Task 1:
In the proof about the Poisson process, what distribution does the time between events follow?
Task 2:
Change "double-hung window" to "sash window" in the listing, starting with the line with "instance, sample <point>186,306</point>." and going on through the line with "<point>377,207</point>". Give back only those lines, with nothing else altered.

Text:
──────────────────────────────

It follows immediately from 6 that for all $y \geq 0$ that $N(x+y) - N(x)$ follows a Poisson distribution with mean $\lambda y$.

Using this information, it can be shown that $T$, the time between events following a Poisson process, follows an exponential distribution with mean $\dfrac{1}{\lambda}$, or $$f_{Y}(y) = \lambda e^{-\lambda y}\text{, } y > 0\text{.}$$ Proof. Let us find the distribution of $T$ via the method of cumulative distribution functions. Suppose $T$ is the time between Poisson process events occurring at times $t_1 < t_2$. If $T > t_2 - t_1$, then no events will have occurred in the time interval $[t_1, t_2)$. Thus we have $N(t_2) - N(t_1) = 0$. Hence $$F_{T}(t_2 - t_1) = \mathbb{P}\{T \leq t_2 - t_1\} = 1 - \mathbb{P}\{T > t_2 - t_1\} = 1 - \mathbb{P}\{N(t_2) - N(t_1) = 0\}\text{.}$$ Because there is a $t > 0$ such that $t_2 = t_1 + t$, it follows that $N(t_2) - N(t_1) = N(t_1 + t) - N(t_1)$ follows a Poisson distribution with mean $\lambda t$. Hence $$\mathbb{P}\{N(t_2) - N(t_1) = 0\} = \dfrac{e^{-\lambda t}(\lambda t)^{0}}{0!} = e^{-\lambda t}$$ and notice, using this substitution, we have $t = t_2 - t_1$ so that $$F_{T}(t) = 1 - e^{-\lambda t}\text{, } t> 0$$ which is, indeed, the cumulative distribution function of an exponential distribution, showing that $T$ follows an exponential distribution with mean $\dfrac{1}{\lambda}$. $\square$

[I am new to this topic - so someone please correct me if I'm wrong anywhere.]

──────────────────────────────

Dataset:
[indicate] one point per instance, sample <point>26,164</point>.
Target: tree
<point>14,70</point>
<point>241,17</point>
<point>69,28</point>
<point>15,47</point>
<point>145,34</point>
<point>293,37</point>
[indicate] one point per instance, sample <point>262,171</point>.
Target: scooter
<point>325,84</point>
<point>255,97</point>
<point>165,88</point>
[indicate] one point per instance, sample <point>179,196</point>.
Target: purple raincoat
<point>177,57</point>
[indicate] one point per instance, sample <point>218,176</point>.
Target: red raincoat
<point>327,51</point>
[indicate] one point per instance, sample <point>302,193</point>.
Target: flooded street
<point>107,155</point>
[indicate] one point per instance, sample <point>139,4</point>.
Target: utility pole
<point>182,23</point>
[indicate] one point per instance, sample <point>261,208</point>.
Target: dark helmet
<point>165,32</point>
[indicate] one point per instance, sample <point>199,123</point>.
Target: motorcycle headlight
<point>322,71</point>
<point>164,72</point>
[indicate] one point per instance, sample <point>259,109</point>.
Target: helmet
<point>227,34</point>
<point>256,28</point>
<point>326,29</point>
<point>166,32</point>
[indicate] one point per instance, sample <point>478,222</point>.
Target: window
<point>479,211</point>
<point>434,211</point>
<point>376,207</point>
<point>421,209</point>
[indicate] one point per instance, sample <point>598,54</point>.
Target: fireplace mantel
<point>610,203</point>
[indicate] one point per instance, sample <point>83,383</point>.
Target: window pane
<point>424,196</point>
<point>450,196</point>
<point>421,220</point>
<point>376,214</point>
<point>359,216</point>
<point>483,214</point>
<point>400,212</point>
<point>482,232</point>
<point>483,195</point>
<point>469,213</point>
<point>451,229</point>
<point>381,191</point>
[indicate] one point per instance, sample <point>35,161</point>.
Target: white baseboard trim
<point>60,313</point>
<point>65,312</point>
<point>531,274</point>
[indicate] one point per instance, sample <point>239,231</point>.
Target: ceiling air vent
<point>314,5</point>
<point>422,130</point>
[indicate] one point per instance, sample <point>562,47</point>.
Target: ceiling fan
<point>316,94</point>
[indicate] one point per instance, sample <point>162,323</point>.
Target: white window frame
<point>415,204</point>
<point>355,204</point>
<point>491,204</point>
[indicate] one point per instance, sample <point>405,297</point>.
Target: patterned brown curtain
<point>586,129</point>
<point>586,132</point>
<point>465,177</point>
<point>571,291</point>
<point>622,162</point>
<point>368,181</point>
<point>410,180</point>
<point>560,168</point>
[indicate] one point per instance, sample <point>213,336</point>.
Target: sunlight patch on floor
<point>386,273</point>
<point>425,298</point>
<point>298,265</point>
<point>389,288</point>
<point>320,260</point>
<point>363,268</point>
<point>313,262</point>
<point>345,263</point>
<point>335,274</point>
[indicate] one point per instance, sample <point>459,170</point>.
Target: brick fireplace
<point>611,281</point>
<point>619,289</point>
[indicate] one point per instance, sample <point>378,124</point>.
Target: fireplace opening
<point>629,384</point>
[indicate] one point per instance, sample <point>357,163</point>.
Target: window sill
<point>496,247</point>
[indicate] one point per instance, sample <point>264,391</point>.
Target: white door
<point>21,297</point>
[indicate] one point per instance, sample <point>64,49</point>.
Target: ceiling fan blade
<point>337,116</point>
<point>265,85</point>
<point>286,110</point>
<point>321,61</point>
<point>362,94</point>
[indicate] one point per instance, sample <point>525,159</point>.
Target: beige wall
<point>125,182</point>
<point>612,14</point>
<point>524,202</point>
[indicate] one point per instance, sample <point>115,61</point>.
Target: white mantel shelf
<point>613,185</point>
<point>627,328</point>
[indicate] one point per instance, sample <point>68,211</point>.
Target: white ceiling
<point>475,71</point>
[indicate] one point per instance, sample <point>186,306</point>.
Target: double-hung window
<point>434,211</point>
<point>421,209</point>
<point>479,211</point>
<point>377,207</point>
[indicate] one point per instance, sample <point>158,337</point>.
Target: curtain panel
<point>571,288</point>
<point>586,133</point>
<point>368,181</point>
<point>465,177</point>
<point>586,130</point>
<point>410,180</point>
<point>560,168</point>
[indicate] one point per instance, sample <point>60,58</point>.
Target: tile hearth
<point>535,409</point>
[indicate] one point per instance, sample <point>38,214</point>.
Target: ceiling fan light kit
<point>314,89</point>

──────────────────────────────

Final result 1:
An exponential distribution with mean 1/λ.

Final result 2:
[indicate] one point per instance, sample <point>186,306</point>.
Target: sash window
<point>434,211</point>
<point>421,209</point>
<point>479,211</point>
<point>377,207</point>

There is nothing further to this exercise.